TRECHO DO DOCUMENTO =
++++++++++

A série original da Netflix assumiu o top 10 das mais vistas da semana na plataforma e levanta debate sobre masculinidade, redes sociais e misoginia

O que motiva um menino de 13 anos a esfaquear uma colega de sala até a morte? Há quem chame o protagonista da série “Adolescência”, Jamie — interpretado pelo estreante Owen Cooper — de psicopata. A obra original da Netflix assumiu o top 10 de séries mais vistas da semana na plataforma e suscitou várias discussões nas redes sociais e fora delas. Além da doença, que poderia motivar o comportamento do adolescente, muitas pessoas passaram a discutir o papel da família e da sociedade na criação de novos indivíduos.

O psicólogo Rafael Matias explica que a sociedade contemporânea tem uma tendência a patologizar comportamentos, buscando justificativas em transtornos mentais. Ele explicou que o termo psicopatia entrou em desuso na psiquiatria, sendo substituído por ‘transtorno de personalidade antissocial’. “Essa mudança ocorreu após o termo ‘psicopatia’ ser muito disseminado pelo cinema e novelas como sendo de pessoas criminosas que matam”, disse.

O transtorno de personalidade antissocial, no entanto, é caracterizado por falta de empatia, frieza e um comportamento calculista. “Quando a gente pensa no protagonista, percebemos diversos episódios de afeto por parte dele. Temos o momento que ele é preso, que ele vê o vídeo, que ele fala com os pais.”, ressalta Rafael.

++++++++++

DADOS DISPONÍVEIS =
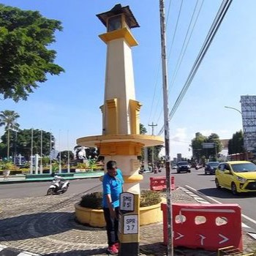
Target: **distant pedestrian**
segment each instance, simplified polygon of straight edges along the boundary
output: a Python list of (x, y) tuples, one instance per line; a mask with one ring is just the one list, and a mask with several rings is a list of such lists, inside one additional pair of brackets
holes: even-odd
[(123, 191), (124, 179), (116, 161), (107, 162), (107, 173), (103, 176), (103, 211), (106, 222), (108, 252), (111, 255), (118, 252), (119, 240), (118, 211), (119, 196)]

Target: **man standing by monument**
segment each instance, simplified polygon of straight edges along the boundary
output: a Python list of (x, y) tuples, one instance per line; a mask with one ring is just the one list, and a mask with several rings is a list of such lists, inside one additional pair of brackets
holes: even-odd
[(123, 176), (121, 170), (117, 168), (116, 162), (108, 161), (107, 173), (102, 181), (103, 211), (106, 222), (108, 252), (111, 255), (118, 252), (119, 195), (123, 190)]

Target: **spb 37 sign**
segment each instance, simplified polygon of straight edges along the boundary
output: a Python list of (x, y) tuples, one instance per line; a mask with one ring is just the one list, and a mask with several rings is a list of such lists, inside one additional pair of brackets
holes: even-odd
[(124, 214), (135, 210), (134, 194), (124, 192), (120, 195), (120, 211)]
[(128, 234), (138, 234), (139, 230), (139, 195), (124, 192), (120, 195), (119, 233), (123, 241), (137, 241), (138, 238), (127, 237)]

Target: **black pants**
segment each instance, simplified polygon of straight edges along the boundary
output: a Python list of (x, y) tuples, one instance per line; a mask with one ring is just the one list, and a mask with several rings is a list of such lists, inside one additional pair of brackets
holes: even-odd
[[(103, 208), (104, 217), (106, 221), (106, 229), (108, 236), (108, 246), (111, 246), (118, 241), (118, 219), (110, 217), (110, 213), (108, 208)], [(115, 208), (116, 215), (118, 218), (119, 208)]]

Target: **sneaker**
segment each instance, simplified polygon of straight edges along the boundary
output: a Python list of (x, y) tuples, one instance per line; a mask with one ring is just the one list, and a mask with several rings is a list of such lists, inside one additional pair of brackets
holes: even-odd
[(116, 242), (114, 244), (114, 246), (116, 246), (116, 248), (118, 250), (119, 249), (119, 242)]
[(116, 247), (115, 244), (108, 246), (107, 249), (107, 252), (109, 252), (110, 255), (116, 255), (118, 253), (118, 250)]

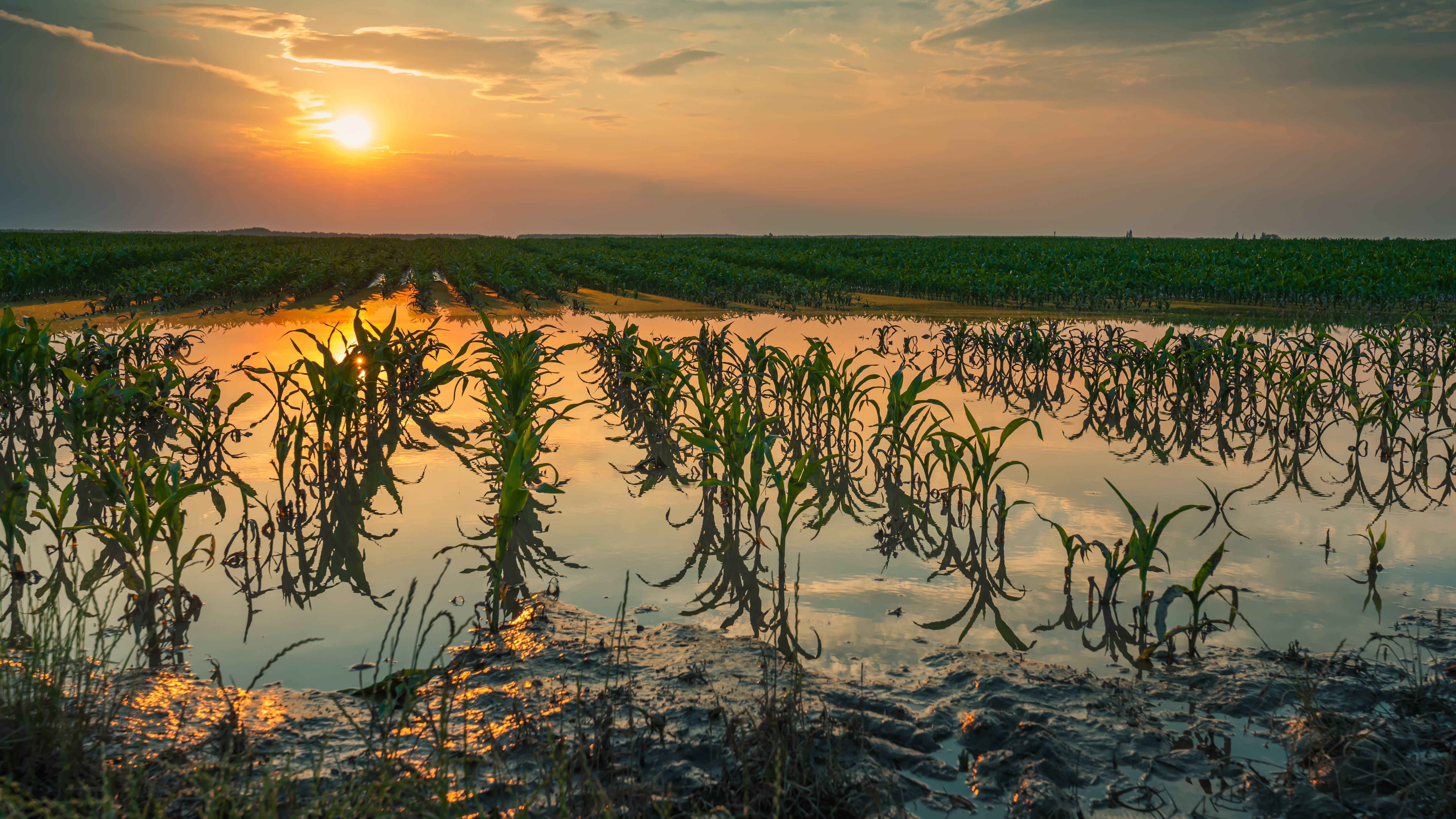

++++++++++

ENUNCIADO 1 =
Transcreva literalmente o texto sobre a série “Adolescência”, começando em “A série original” e seguindo até “de novos indivíduos.”.
ENUNCIADO 2 =
No texto sobre a série “Adolescência”, que termo substituiu “psicopatia” na psiquiatria?

RESPOSTA ESCRITA 1 =
A série original da Netflix assumiu o top 10 das mais vistas da semana na plataforma e levanta debate sobre masculinidade, redes sociais e misoginia

O que motiva um menino de 13 anos a esfaquear uma colega de sala até a morte? Há quem chame o protagonista da série “Adolescência”, Jamie — interpretado pelo estreante Owen Cooper — de psicopata. A obra original da Netflix assumiu o top 10 de séries mais vistas da semana na plataforma e suscitou várias discussões nas redes sociais e fora delas. Além da doença, que poderia motivar o comportamento do adolescente, muitas pessoas passaram a discutir o papel da família e da sociedade na criação de novos indivíduos.

RESPOSTA ESCRITA 2 =
Transtorno de personalidade antissocial.